Start of TEXT
Johnson & Johnson's pill Sirturo has been approved to fight tuberculosis.(Photo: Daniel Hulshizer, AP)
WASHINGTON -- The Food and Drug Administration on Monday approved
a Johnson & Johnson tuberculosis drug that is the first new
medicine to fight the deadly infection in more than four decades.
The
agency approved J&J's pill, Sirturo, for use with older drugs to
fight a hard-to-treat strain of tuberculosis that has not responded to
other medications. However, the agency cautioned that the drug carries
risks of potentially deadly heart problems and should be prescribed
carefully by doctors.
Roughly one-third of the world's population
is estimated to be infected with the bacteria causing tuberculosis. The
disease is rare in the U.S., but kills about 1.4 million people a year
worldwide. Of those, about 150,000 succumb to the increasingly common
drug-resistant forms of the disease. About 60% of all cases are
concentrated in China, India, Russia and Eastern Europe.
Sirturo,
known chemically as bedaquiline, is the first medicine specifically
designed for treating multidrug-resistant tuberculosis. That's a form of
the disease that cannot be treated with at least two of the four
primary antibiotics used for tuberculosis.
The standard drugs used to fight the disease were developed in the 1950s and 1960s.
"The
antibiotics used to treat it have been around for at least 40 years and
so the bacterium has become more and more resistant to what we have,"
said Chrispin Kambili, global medical affairs leader for J&J's
Janssen division.
End of TEXT
## EXERCISE DESCRIPTION
Carry on the news article about the FDA approval of Sirturo from the point where it stops.
Start of GIVEN INFORMATION
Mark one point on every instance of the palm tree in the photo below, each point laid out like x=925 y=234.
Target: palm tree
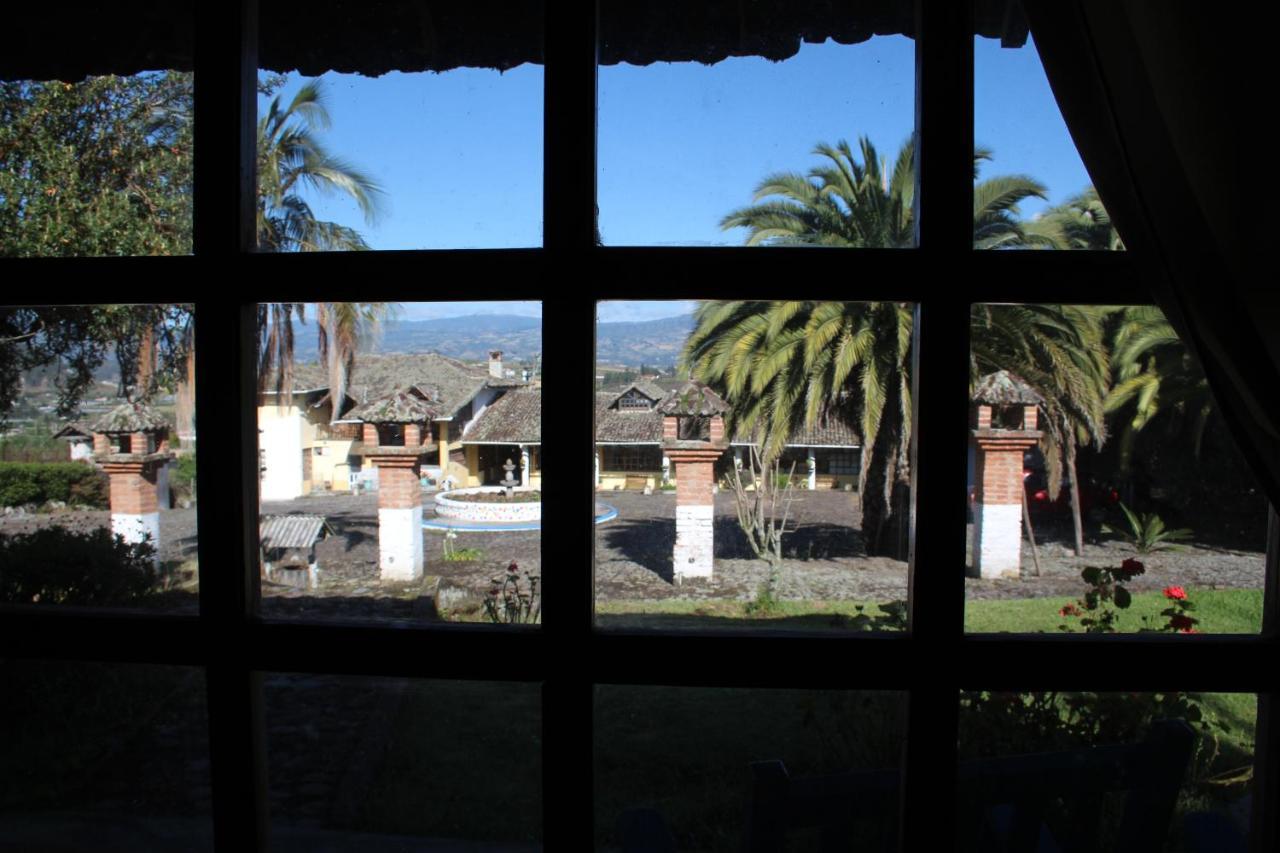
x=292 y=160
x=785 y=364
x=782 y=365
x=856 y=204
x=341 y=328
End of GIVEN INFORMATION
Start of GIVEN INFORMATION
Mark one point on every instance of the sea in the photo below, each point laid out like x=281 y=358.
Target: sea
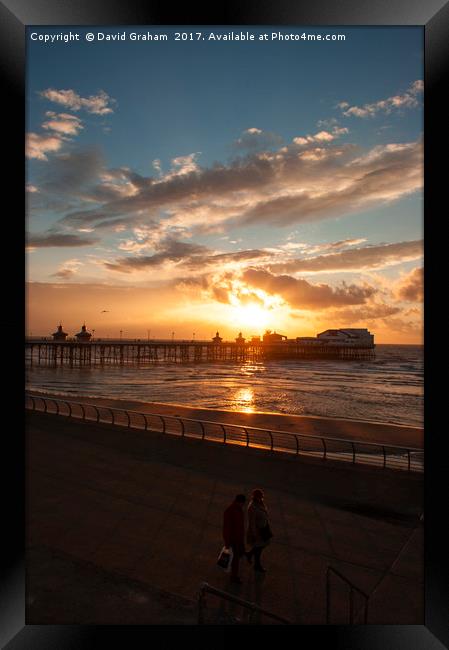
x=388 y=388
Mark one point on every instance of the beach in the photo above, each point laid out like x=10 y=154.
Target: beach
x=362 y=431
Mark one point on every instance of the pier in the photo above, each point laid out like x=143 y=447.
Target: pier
End of GIVEN INFORMATION
Start of GIVEN INFORMATION
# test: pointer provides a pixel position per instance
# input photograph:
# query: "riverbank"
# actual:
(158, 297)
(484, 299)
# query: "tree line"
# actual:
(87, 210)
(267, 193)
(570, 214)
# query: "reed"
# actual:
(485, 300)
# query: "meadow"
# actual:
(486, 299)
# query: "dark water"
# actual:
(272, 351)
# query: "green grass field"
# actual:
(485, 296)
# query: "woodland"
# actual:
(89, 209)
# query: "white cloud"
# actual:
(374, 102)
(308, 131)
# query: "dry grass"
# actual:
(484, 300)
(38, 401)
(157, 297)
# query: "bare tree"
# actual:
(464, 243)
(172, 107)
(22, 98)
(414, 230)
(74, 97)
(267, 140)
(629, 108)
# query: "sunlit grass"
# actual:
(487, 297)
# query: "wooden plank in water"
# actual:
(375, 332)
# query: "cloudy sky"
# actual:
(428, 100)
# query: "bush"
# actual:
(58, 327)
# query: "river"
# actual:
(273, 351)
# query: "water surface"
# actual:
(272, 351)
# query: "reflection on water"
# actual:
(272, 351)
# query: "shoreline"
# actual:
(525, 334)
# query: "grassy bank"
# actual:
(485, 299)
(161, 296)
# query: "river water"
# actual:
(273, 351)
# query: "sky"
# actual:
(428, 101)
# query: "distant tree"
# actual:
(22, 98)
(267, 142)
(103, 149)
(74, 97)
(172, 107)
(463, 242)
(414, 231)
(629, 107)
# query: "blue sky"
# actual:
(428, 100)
End of GIVEN INFORMATION
## RESULT
The drug carries a boxed warning indicating that
it can interfere with the heart's electrical activity, potentially
leading to fatal heart rhythms.
"Sirturo provides much-needed
treatment for patients who have don't have other therapeutic options
available," said Edward Cox, director of the FDA's antibacterial drugs
office. "However, because the drug also carries some significant risks,
doctors should make sure they use it appropriately and only in patients
who don't have other treatment options."
Nine patients taking
Sirturo died in company testing compared with two patients taking a
placebo. Five of the deaths in the Sirturo group seemed to be related to
tuberculosis, but no explanation was apparent for the remaining four.
Despite
the deaths, the FDA approved the drug under its accelerated approval
program, which allows the agency to clear innovative drugs based on
promising preliminary results.
Last week, the consumer advocacy group Public Citizen criticized that approach, noting the drug's outstanding safety issues.
"The
fact that bedaquiline is part of a new class of drug means that an
increased level of scrutiny should be required for its approval," the
group states. "But the FDA had not yet answered concerns related to
unexplained increases in toxicity and death in patients getting the
drug."
The FDA said it approved the drug based on two mid-stage
studies enrolling 440 patients taking Sirturo. Both studies were
designed to measure how long it takes patients to be free of
tuberculosis.
Results from the first trial showed most patients
taking Sirturo plus older drugs were cured after 83 days, compared with
125 days for those taking a placebo plus older drugs. The second study
showed most Sirturo patients were cured after 57 days.